====== Extracted material ======

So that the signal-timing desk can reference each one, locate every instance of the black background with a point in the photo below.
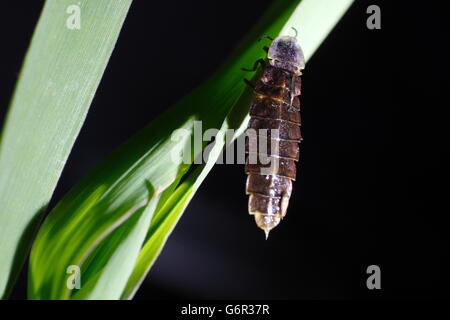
(371, 185)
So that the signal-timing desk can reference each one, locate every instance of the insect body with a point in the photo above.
(276, 108)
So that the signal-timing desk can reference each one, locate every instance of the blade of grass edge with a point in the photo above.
(61, 72)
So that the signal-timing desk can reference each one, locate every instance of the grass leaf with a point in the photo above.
(84, 224)
(57, 83)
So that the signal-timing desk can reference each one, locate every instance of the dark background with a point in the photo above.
(370, 189)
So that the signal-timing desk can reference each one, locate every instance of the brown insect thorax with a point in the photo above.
(273, 134)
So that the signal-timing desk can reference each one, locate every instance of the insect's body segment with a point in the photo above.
(276, 106)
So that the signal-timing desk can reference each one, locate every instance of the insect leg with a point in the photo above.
(255, 66)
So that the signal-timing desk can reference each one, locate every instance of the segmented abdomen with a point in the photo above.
(276, 106)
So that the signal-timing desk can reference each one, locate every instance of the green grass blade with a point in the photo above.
(120, 188)
(60, 75)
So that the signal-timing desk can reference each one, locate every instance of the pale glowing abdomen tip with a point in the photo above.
(266, 222)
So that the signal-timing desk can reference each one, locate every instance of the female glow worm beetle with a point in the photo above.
(276, 106)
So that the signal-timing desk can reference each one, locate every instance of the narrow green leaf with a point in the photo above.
(115, 192)
(60, 75)
(314, 19)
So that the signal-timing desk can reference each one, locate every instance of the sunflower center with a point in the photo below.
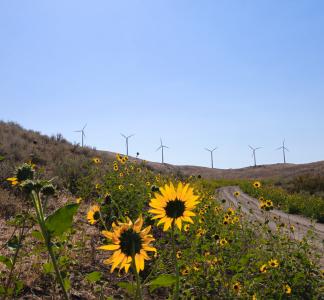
(96, 215)
(175, 209)
(130, 242)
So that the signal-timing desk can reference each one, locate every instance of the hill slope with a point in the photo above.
(18, 144)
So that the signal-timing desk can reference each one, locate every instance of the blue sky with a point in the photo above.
(196, 73)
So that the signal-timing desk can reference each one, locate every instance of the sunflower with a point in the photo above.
(257, 184)
(96, 160)
(236, 287)
(236, 194)
(172, 206)
(129, 242)
(93, 214)
(186, 227)
(273, 263)
(13, 181)
(287, 289)
(263, 268)
(184, 271)
(223, 242)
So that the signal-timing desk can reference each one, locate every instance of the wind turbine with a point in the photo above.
(162, 147)
(284, 149)
(82, 133)
(253, 153)
(211, 155)
(126, 139)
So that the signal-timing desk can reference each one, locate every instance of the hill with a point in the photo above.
(55, 153)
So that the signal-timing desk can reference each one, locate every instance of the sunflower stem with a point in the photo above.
(138, 281)
(177, 287)
(41, 221)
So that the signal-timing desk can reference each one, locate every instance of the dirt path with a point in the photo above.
(250, 207)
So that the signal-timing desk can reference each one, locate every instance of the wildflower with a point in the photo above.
(231, 211)
(257, 184)
(287, 289)
(13, 181)
(173, 206)
(263, 268)
(93, 214)
(130, 244)
(236, 287)
(96, 160)
(223, 242)
(184, 271)
(273, 263)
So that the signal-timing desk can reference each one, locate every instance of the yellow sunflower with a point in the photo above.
(257, 184)
(93, 214)
(129, 242)
(263, 268)
(173, 206)
(273, 263)
(13, 181)
(96, 160)
(287, 289)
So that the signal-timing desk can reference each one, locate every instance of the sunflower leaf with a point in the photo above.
(61, 220)
(164, 280)
(130, 288)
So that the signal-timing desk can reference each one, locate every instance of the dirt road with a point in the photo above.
(250, 207)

======

*What the task asks*
Reproduce every line above as written, skipping pictures.

*Task output*
So that the signal-timing desk can reference each one, locate every instance of the black background with a point in the photo below.
(371, 185)
So that the signal-timing desk can reference each one, locate every instance of the insect body with a point in the photo above.
(276, 108)
So that the signal-timing desk can reference each one, locate every instance of the blade of grass edge with a point in the photo above.
(61, 72)
So that the signal-timing desk can reference each one, locate every instance of the grass leaf with a point in the photo above.
(84, 224)
(57, 83)
So that the signal-timing desk can reference each one, locate every instance of the dark background with a point in the photo above.
(370, 189)
So that the signal-timing desk can reference each one, locate every instance of the brown insect thorax with a point in the photo above.
(273, 134)
So that the signal-timing desk can reference each one, locate every instance of the insect's body segment with a point in the photo above.
(276, 106)
So that the signal-timing desk can reference each one, locate every instance of the insect leg with a point in the photo above.
(255, 66)
So that the signal-timing desk can reference each one, locate every instance of the segmented abdomen with a point in the photo above.
(276, 106)
So that the signal-timing desk can reference each one, locate every instance of the green grass blade with a point in the photo above.
(120, 188)
(60, 75)
So that the signal-timing desk can reference each one, locate every instance of the pale glowing abdomen tip with a point in the photo above.
(266, 222)
So that the signal-timing desk can reference each one, locate every instance of the female glow worm beetle with a point in the photo above.
(276, 106)
So that the signal-timing desk can reference each one, locate every instance of the narrow green leaf with a point in the photo above.
(115, 192)
(60, 75)
(314, 19)
So that the signal-timing desk can reference each one, locate every instance of the sunflower center with a point in the photo below.
(96, 215)
(175, 209)
(130, 242)
So that the signal-timing desk can reference each one, locate every instance of the hill slope with a point in the photo above.
(18, 144)
So that the signal-timing desk can reference each one, locate every instance of the blue sky with a point in the photo above.
(196, 73)
So that the signal-timing desk can reference each one, locate every instance of the sunflower with a point in the photo above.
(257, 184)
(96, 160)
(236, 287)
(236, 194)
(172, 206)
(129, 242)
(93, 214)
(186, 227)
(273, 263)
(13, 181)
(287, 289)
(263, 268)
(184, 271)
(223, 242)
So that the signal-timing desk can reference each one, locate every instance of the wind turbine with a point in the photo above.
(162, 147)
(284, 149)
(82, 133)
(253, 153)
(211, 155)
(126, 139)
So that the signal-timing desk can reference each one, locate every instance of the hill with a point in the photo above.
(55, 153)
So that the signal-timing desk can reference each one, locate every instance of the sunflower stem with a point in the photo above.
(138, 281)
(177, 287)
(41, 221)
So that the signal-timing desk can reference each one, locate every instance of the dirt path with a point in the photo above.
(250, 207)
So that the signal-timing desk can reference each one, locate every instance of the wildflower with a point in the photo above.
(231, 211)
(257, 184)
(287, 289)
(13, 181)
(173, 206)
(263, 268)
(93, 214)
(130, 244)
(236, 287)
(96, 160)
(223, 242)
(184, 271)
(273, 263)
So that the signal-timing desk can reference each one, locate every instance of the yellow sunflower with a point in the photo above.
(257, 184)
(93, 214)
(129, 242)
(263, 268)
(173, 206)
(273, 263)
(13, 181)
(96, 160)
(287, 289)
So that the signal-timing desk can reference each one, locate every instance of the sunflower leaf with a point in the photo above.
(61, 220)
(164, 280)
(130, 288)
So that the signal-timing desk can reference each one, locate every instance of the dirt road with a point in the photo above.
(250, 207)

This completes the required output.